» **EXTRACTED TEXT**
==========
So drawing on his background in statistics, Hodgson approached the organisers of the California State Fair wine competition, the oldest contest of its kind in North America, and proposed an experiment for their annual June tasting sessions.
Each panel of four judges would be presented with their usual "flight" of samples to sniff, sip and slurp. But some wines would be presented to the panel three times, poured from the same bottle each time. The results would be compiled and analysed to see whether wine testing really is scientific.
The first experiment took place in 2005. The last was in Sacramento earlier this month. Hodgson's findings have stunned the wine industry. Over the years he has shown again and again that even trained, professional palates are terrible at judging wine.
"The results are disturbing," says Hodgson from the Fieldbrook Winery in Humboldt County, described by its owner as a rural paradise. "Only about 10% of judges are consistent and those judges who were consistent one year were ordinary the next year.
"Chance has a great deal to do with the awards that wines win."
These judges are not amateurs either. They read like a who's who of the American wine industry from winemakers, sommeliers, critics and buyers to wine consultants and academics. In Hodgson's tests, judges rated wines on a scale running from 50 to 100. In practice, most wines scored in the 70s, 80s and low 90s.
Results from the first four years of the experiment, published in the Journal of Wine Economics , showed a typical judge's scores varied by plus or minus four points over the three blind tastings. A wine deemed to be a good 90 would be rated as an acceptable 86 by the same judge minutes later and then an excellent 94.
==========
» **SUPPLIED MATERIAL**
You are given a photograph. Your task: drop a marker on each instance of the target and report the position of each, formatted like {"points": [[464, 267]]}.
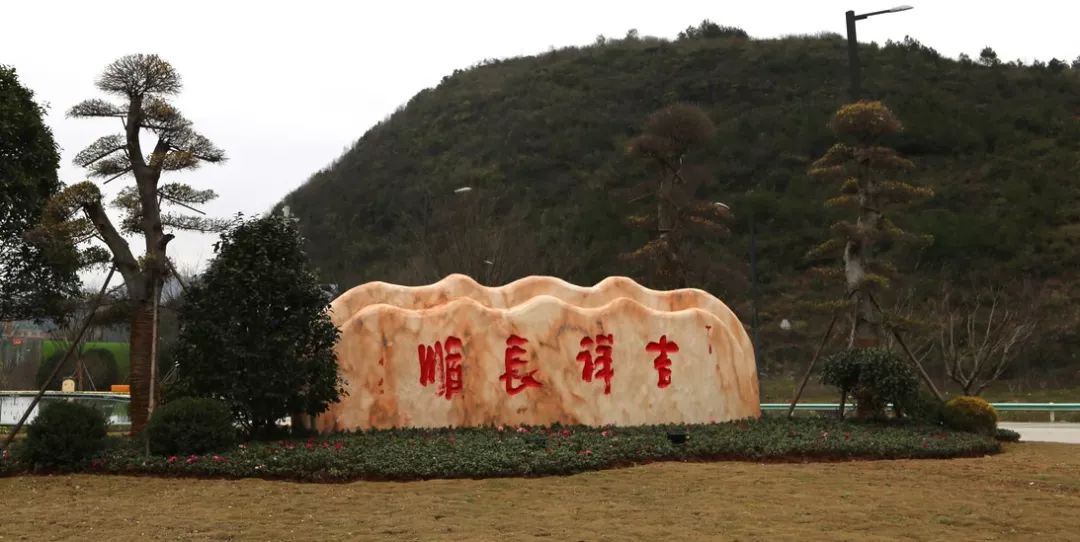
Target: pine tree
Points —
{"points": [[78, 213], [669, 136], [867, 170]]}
==========
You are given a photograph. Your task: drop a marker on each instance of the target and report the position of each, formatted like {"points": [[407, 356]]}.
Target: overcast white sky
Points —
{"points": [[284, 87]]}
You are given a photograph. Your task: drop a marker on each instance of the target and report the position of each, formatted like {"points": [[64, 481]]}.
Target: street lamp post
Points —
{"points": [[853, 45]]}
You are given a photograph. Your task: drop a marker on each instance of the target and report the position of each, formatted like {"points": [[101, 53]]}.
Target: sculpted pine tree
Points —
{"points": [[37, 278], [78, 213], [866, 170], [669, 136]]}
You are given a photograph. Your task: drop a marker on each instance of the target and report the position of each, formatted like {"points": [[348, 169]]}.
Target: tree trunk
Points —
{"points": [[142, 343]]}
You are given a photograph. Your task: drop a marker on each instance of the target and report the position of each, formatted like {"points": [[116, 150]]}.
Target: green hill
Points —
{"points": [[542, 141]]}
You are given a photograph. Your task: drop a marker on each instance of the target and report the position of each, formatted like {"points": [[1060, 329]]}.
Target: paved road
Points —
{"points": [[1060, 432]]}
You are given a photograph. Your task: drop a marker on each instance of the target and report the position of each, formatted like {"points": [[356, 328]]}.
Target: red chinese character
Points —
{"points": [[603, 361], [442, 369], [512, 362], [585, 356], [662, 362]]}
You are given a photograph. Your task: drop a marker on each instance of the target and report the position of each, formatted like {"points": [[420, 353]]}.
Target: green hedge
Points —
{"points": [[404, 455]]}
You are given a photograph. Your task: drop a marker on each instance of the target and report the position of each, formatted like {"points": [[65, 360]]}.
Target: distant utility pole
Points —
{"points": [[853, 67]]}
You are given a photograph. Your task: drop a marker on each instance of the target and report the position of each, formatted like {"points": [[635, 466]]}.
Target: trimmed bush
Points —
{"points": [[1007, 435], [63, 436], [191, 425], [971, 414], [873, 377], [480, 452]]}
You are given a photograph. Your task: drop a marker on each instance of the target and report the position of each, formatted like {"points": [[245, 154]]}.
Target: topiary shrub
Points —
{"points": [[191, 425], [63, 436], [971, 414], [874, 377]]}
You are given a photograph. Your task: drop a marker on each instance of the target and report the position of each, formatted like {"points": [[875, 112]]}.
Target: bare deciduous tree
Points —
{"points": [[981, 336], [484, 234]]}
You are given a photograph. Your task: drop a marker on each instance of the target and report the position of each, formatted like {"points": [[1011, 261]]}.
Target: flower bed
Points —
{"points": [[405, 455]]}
==========
» **COMPLETE THE FOLLOWING**
1 – According to the wine-judging text, in what year did the first experiment take place?
2 – In the wine-judging text, why were some wines served to the same panel three times from one bottle?
3 – Reproduce the passage in the wine-judging text from "The first experiment" up to and including "at judging wine.".
Answer from the wine-judging text alone, not from the rows.

» **ANSWERS**
1 – 2005

2 – The results were to be compiled and analyzed to find out whether wine testing really is scientific.

3 –
The first experiment took place in 2005. The last was in Sacramento earlier this month. Hodgson's findings have stunned the wine industry. Over the years he has shown again and again that even trained, professional palates are terrible at judging wine.